*** Block opens ***

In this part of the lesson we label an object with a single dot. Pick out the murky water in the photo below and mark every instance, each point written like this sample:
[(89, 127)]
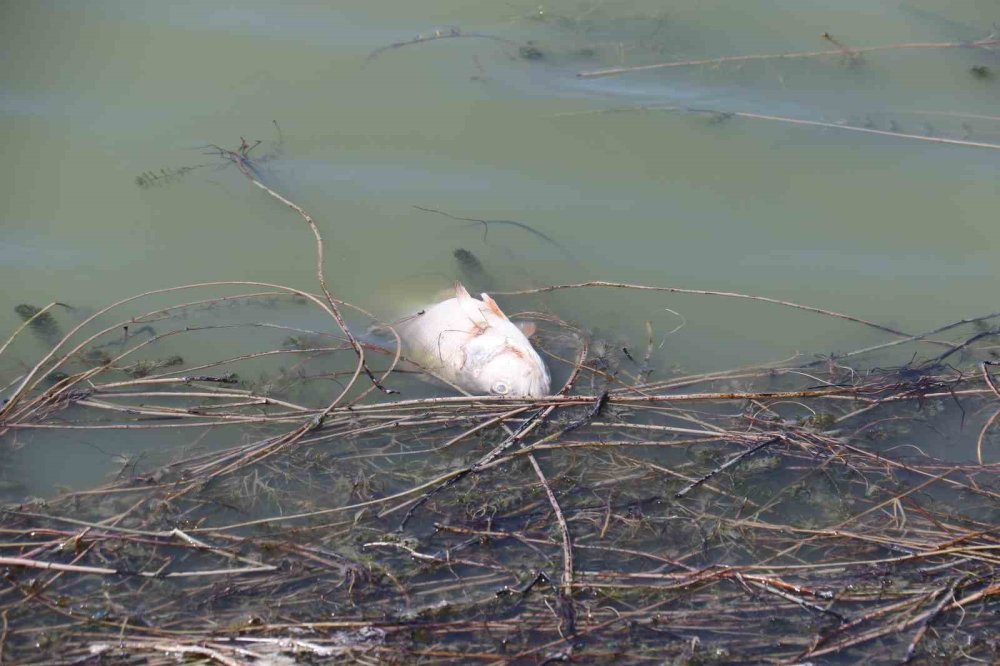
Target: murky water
[(859, 181), (895, 230)]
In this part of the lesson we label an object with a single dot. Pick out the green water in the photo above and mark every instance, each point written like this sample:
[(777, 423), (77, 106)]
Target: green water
[(900, 231)]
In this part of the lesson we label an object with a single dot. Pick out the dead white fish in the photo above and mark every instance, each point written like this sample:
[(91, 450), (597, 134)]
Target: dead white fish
[(472, 344)]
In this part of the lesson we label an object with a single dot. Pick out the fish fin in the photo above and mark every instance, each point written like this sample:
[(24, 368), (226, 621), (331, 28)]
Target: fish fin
[(494, 308), (527, 327), (468, 304)]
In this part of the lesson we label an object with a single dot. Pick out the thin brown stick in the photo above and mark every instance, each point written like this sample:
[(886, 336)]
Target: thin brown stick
[(703, 292), (615, 71)]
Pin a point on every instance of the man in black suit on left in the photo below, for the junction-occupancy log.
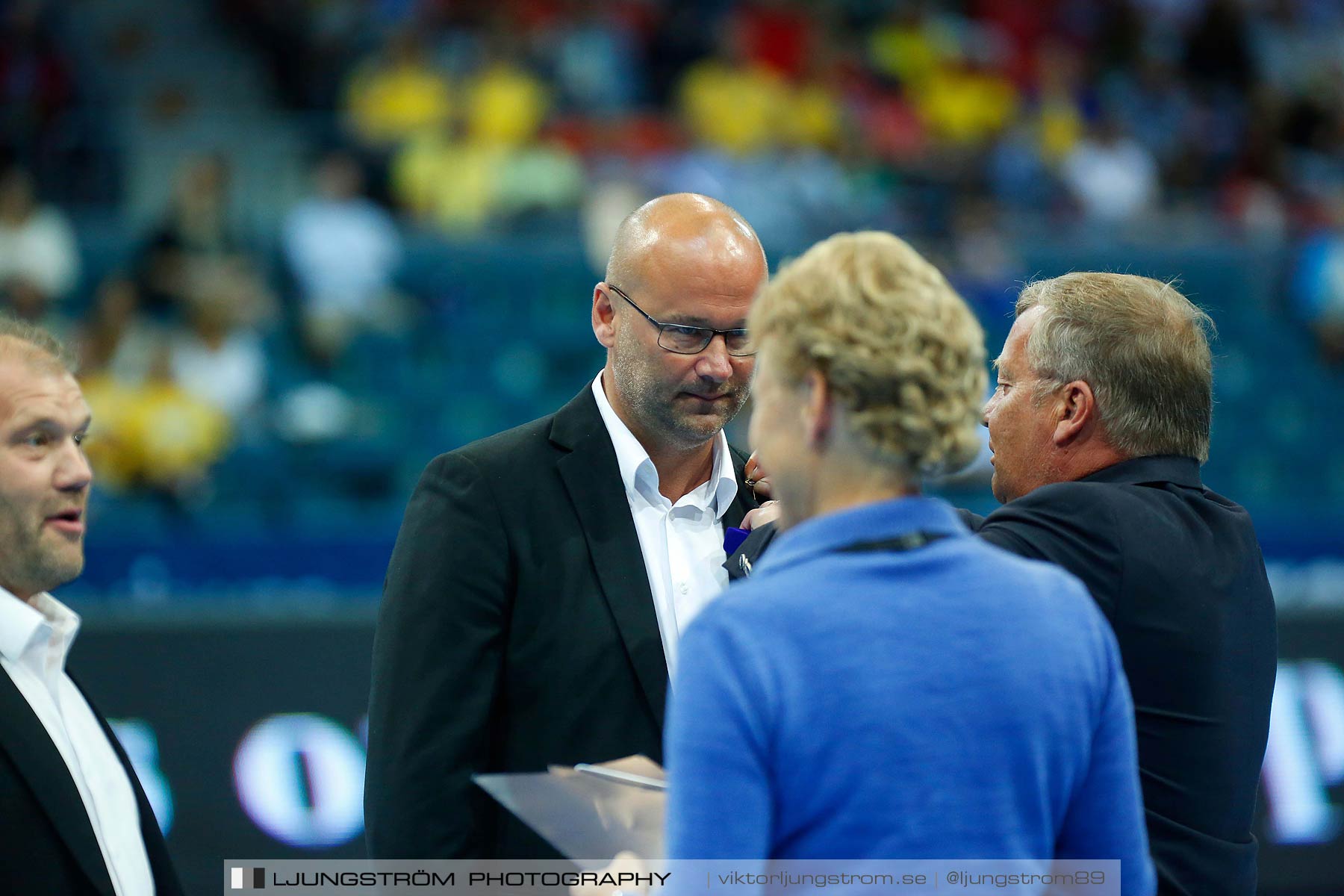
(544, 575)
(73, 817)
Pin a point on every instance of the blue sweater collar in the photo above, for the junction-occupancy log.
(865, 523)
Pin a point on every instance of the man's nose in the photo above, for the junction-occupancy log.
(714, 361)
(73, 470)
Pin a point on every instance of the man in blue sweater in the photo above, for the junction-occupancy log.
(886, 685)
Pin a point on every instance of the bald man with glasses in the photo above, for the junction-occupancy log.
(544, 576)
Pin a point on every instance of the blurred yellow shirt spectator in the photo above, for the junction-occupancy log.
(910, 52)
(391, 101)
(737, 109)
(154, 433)
(505, 105)
(1061, 127)
(449, 184)
(813, 117)
(964, 107)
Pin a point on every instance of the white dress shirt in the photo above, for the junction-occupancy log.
(683, 541)
(34, 642)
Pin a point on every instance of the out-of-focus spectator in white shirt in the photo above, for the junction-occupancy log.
(40, 262)
(220, 356)
(1110, 175)
(343, 250)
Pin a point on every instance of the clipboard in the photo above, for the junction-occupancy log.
(589, 813)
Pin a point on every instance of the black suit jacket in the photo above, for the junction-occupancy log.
(517, 630)
(1177, 570)
(46, 840)
(1179, 573)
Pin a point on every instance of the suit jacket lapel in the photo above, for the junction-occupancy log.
(27, 743)
(593, 480)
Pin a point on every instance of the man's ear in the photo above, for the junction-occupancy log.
(604, 316)
(1075, 413)
(818, 408)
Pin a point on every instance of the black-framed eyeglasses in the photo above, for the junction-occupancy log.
(683, 339)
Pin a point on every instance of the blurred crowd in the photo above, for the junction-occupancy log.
(812, 117)
(951, 122)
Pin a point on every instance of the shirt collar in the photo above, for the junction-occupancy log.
(636, 465)
(22, 622)
(874, 521)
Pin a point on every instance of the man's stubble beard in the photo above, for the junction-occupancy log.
(653, 403)
(33, 567)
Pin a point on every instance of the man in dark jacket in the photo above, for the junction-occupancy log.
(1098, 425)
(73, 815)
(542, 576)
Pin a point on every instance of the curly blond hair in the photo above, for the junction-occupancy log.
(894, 341)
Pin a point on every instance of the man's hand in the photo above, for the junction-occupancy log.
(768, 512)
(625, 862)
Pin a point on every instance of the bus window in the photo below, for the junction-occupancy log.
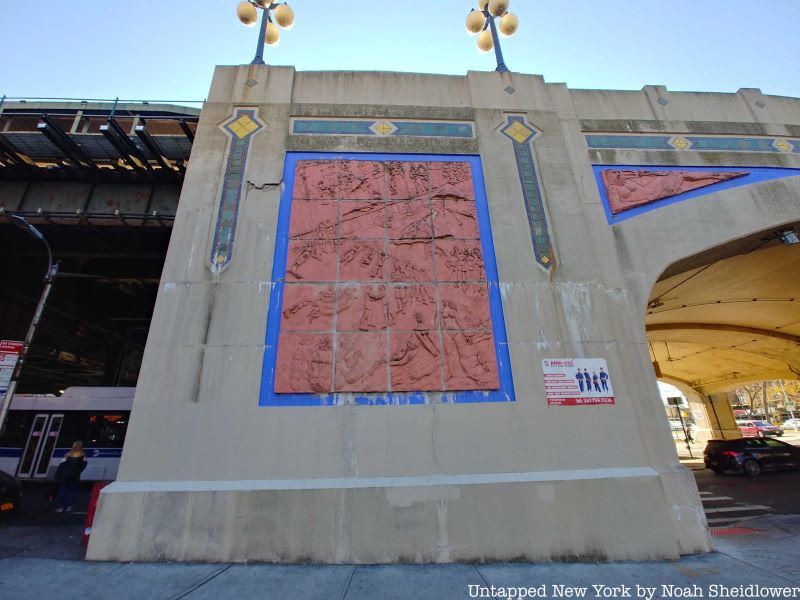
(18, 426)
(106, 430)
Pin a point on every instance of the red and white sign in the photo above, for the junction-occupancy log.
(577, 381)
(9, 354)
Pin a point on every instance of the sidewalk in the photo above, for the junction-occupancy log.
(766, 553)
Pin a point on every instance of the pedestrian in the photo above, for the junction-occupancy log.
(68, 475)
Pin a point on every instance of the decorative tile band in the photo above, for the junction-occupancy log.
(695, 143)
(383, 128)
(240, 129)
(522, 134)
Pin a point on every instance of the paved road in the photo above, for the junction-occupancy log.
(730, 498)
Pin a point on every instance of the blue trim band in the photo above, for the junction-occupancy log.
(395, 128)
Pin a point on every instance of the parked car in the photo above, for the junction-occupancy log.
(751, 456)
(792, 424)
(675, 425)
(10, 493)
(758, 429)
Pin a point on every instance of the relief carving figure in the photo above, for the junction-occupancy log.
(373, 311)
(363, 219)
(455, 219)
(410, 220)
(362, 307)
(385, 286)
(465, 306)
(361, 363)
(317, 180)
(412, 261)
(458, 261)
(362, 261)
(361, 180)
(304, 364)
(408, 301)
(470, 361)
(312, 260)
(307, 308)
(406, 180)
(415, 364)
(629, 189)
(313, 219)
(451, 180)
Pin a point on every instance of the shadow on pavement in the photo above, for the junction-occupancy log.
(37, 531)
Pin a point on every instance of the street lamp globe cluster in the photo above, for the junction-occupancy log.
(482, 23)
(276, 14)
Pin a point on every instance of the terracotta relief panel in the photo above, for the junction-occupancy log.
(628, 189)
(385, 284)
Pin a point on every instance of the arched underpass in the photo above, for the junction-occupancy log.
(725, 317)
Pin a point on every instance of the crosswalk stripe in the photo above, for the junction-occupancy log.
(737, 508)
(720, 521)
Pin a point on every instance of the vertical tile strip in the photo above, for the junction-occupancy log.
(240, 129)
(522, 135)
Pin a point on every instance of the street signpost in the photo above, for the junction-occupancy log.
(9, 355)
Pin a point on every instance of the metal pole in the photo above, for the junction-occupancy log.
(52, 272)
(262, 35)
(685, 433)
(498, 52)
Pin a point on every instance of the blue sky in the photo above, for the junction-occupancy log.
(161, 49)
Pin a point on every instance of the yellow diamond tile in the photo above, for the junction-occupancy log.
(518, 132)
(680, 143)
(383, 128)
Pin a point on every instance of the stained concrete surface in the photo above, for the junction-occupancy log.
(770, 557)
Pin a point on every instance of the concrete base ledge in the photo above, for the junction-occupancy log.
(592, 516)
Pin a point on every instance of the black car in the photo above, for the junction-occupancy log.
(751, 455)
(10, 494)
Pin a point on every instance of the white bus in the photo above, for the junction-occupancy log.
(40, 430)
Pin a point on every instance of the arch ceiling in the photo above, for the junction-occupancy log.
(730, 315)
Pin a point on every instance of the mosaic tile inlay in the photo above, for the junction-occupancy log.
(522, 134)
(382, 128)
(701, 143)
(240, 129)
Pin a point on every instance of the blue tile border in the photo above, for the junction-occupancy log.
(383, 128)
(267, 395)
(695, 143)
(754, 175)
(531, 189)
(232, 187)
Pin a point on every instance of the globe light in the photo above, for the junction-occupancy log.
(509, 24)
(475, 21)
(485, 42)
(498, 7)
(284, 16)
(273, 35)
(247, 13)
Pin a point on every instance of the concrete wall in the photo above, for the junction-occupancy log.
(207, 474)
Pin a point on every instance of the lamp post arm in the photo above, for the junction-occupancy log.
(498, 52)
(262, 36)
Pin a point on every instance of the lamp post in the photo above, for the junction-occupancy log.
(481, 22)
(50, 275)
(274, 12)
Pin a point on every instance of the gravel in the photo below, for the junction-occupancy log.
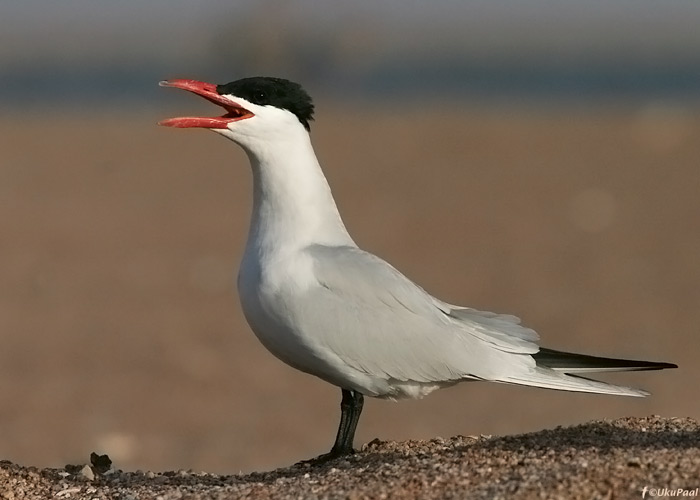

*** Block closes ***

Print the listing verbatim; no pictures.

In this part of the lesson we label an object with a single dot. Pick out the murky water in the photo below and mark every instance, each point written like this sample:
[(89, 127)]
Target: murky water
[(859, 181), (895, 230)]
In this part of the lesson we label an object with a single dot. Pick out the green water in the photo above and mark every instance, each point written like this sample:
[(777, 423), (77, 106)]
Target: green water
[(900, 231)]
In this part of the lesson we label an object with a single dot. Pick out the dead white fish in the photo above and mark every instance, each point written like this sample:
[(91, 450), (597, 134)]
Target: dead white fish
[(472, 344)]
In this part of the lesson we label an object with a single dot. Pick out the fish fin in the photo above and mark every instance, each point written like this sample:
[(24, 368), (226, 621), (331, 28)]
Target: fish fin
[(494, 308), (527, 327), (468, 304)]
In this part of the lesson we label an object with a single dot. Pick out the thin brown stick in the photo above and mark every instance, each point written like this sample:
[(886, 336)]
Target: thin brown stick
[(703, 292), (615, 71)]
Pin a point on every instance of the man in black suit on left in the photo below, for the junction-occupancy log.
(544, 575)
(73, 817)
Pin a point on every instance of the blue sweater collar in the photo above, for the junction-occupancy log.
(865, 523)
Pin a point on every instance of the man's nose in the photo above, for the junction-occupancy log.
(714, 361)
(73, 470)
Pin a point on every instance of the man in blue sweater in the photo above, for the junction-occupancy log.
(886, 685)
Pin a point on every instance of the bald man with glasses in the photo above, for the junction-occupancy log.
(544, 576)
Pin a point on every instance of the blurred yellow shirt spectator in the photo above, for the junction-occupancy log.
(910, 52)
(391, 101)
(737, 109)
(154, 433)
(505, 105)
(1061, 127)
(449, 184)
(813, 117)
(964, 107)
Pin a point on every instance of the white dress shirt in the photo above, for the junction-occupancy log.
(683, 541)
(34, 642)
Pin a point on every instance of the out-of-focus spectator in white shirt in the photo above, for the junction-occupancy log.
(40, 262)
(220, 356)
(1110, 175)
(343, 250)
Pin a point on every instance of the clipboard in the photo above, for the junction-occupancy log.
(589, 813)
Pin a point on every instance of the black suit jacket in the photo above, for the junction-occupancy log.
(517, 630)
(1177, 570)
(46, 840)
(1179, 573)
Pin a point on every instance of the suit jacket lapel in the photo above, for the junction-occupancy log.
(27, 743)
(593, 480)
Pin a point on every instance of the man's ear in the photo above, for the junction-occupancy log.
(604, 316)
(1075, 413)
(818, 408)
Pin a point on every instance of the black-framed eyeglasses in the photo above, for the junction-occupancy log.
(683, 339)
Pin a point on every instance of the blurred crowd in the photo above, for the junction-occupancy log.
(812, 117)
(951, 122)
Pin a point on every instance of the shirt collar in the photo above, for the junction-occupancy log.
(636, 465)
(22, 622)
(874, 521)
Pin a point on every instance of the man's stubble beard in the photo above, for the junction-occupancy log.
(653, 403)
(33, 567)
Pin a point on every instance of the man in dark jacket in the photo above, for the junction-occupancy log.
(1098, 425)
(73, 815)
(542, 576)
Pin a point on every instance of the curly blond hair in the photo above, for the junction-occupancy log.
(894, 341)
Pin a point on every instance of the man's hand in the photo above, for the junction-occupancy log.
(768, 512)
(625, 862)
Pin a point on every instance of the bus window in the photo below, for the junction-occupancy log.
(18, 426)
(106, 430)
Pin a point on every instance of the red and white sign in the photo above, for the junction-occupancy log.
(577, 381)
(9, 354)
Pin a point on every instance of the sidewalk in the photo above, for the junction-occupancy log.
(766, 553)
Pin a point on every instance of the pedestrian in the photo above, for the junction-occupancy log.
(68, 475)
Pin a point on every instance of the decorative tile band in the photo above, for the junction-occupancy log.
(695, 143)
(383, 128)
(240, 129)
(522, 134)
Pin a point on every instance of the paved road in the photo above, for the junction-occupancy log.
(730, 498)
Pin a point on every instance of the blue trim band in the photo above, for the junction-occupancy log.
(395, 128)
Pin a point on every instance of the parked car in the photo above, for the junction-occupancy log.
(751, 456)
(792, 424)
(675, 425)
(10, 493)
(758, 429)
Pin a point on every instance of the relief carving figure in the photo above, for the junction-occupancy log.
(373, 311)
(363, 219)
(455, 219)
(410, 220)
(362, 307)
(385, 286)
(465, 306)
(361, 363)
(317, 180)
(412, 261)
(458, 261)
(362, 261)
(361, 180)
(304, 364)
(408, 301)
(470, 361)
(312, 260)
(307, 308)
(406, 180)
(415, 364)
(629, 189)
(313, 219)
(451, 180)
Pin a point on every instance of the shadow on pavement in the photo above, for the junction-occupancy log.
(37, 531)
Pin a point on every instance of the street lamp globe cluster in the photo above, for the junction-occupancy log.
(482, 23)
(276, 14)
Pin a point on every instance of the terracotta relief panel in the photo above, for the junction-occupancy log.
(628, 189)
(385, 284)
Pin a point on every instance of the arched underpass in the photo above, for the junction-occupancy log.
(725, 317)
Pin a point on every instance of the crosswalk stripe in the photo above, for the junction-occupancy log.
(737, 508)
(720, 521)
Pin a point on every instance of the vertical tile strip in the photo above, for the junction-occupancy log.
(240, 129)
(522, 135)
Pin a point on every instance of the street signpost in the photo above, for the junction-occupancy log.
(9, 355)
Pin a point on every instance of the metal pole in the photo above, for the junction-occupancy log.
(52, 272)
(262, 35)
(685, 433)
(498, 52)
Pin a point on every instance of the blue sky in the photo above, for the junction-occupancy log.
(161, 49)
Pin a point on every instance of the yellow diamond tile in the photo above, for the junction-occupancy log.
(518, 132)
(680, 143)
(383, 128)
Pin a point on every instance of the stained concrete surface in the photo above, for the junction-occupancy log.
(770, 557)
Pin a point on every instance of the concrete base ledge in the photo above, for the junction-occupancy log.
(592, 516)
Pin a point on every instance of the black car in the photo above, for the junction-occupancy log.
(751, 455)
(10, 494)
Pin a point on every instance of the white bus in the photo above, for the junction-occupancy log.
(40, 430)
Pin a point on every instance of the arch ceiling in the photo above, for the junction-occupancy log.
(730, 315)
Pin a point on every instance of the mosaic tile inlay in the photo above, for the junction-occupancy log.
(522, 134)
(382, 128)
(701, 143)
(240, 129)
Pin a point on every instance of the blue tile border in the photo above, for the junction-occupancy log.
(383, 128)
(267, 395)
(695, 143)
(754, 175)
(531, 189)
(232, 187)
Pin a point on every instance of the globe light in the photo above, for the junction-occupancy log.
(509, 24)
(475, 21)
(485, 42)
(498, 7)
(284, 16)
(273, 35)
(247, 13)
Pin a point on every instance of the concrete wall in the photo above, for the junction-occupancy log.
(207, 474)
Pin a point on every instance of the lamp post arm in the photo above, for the junction-occupancy log.
(498, 52)
(262, 36)
Pin a point on every instance of the lamp post in the photo above, for the junction-occupancy log.
(481, 22)
(50, 275)
(274, 12)
Pin a point on every instance of the gravel in the photo below, for the junction-occupancy log.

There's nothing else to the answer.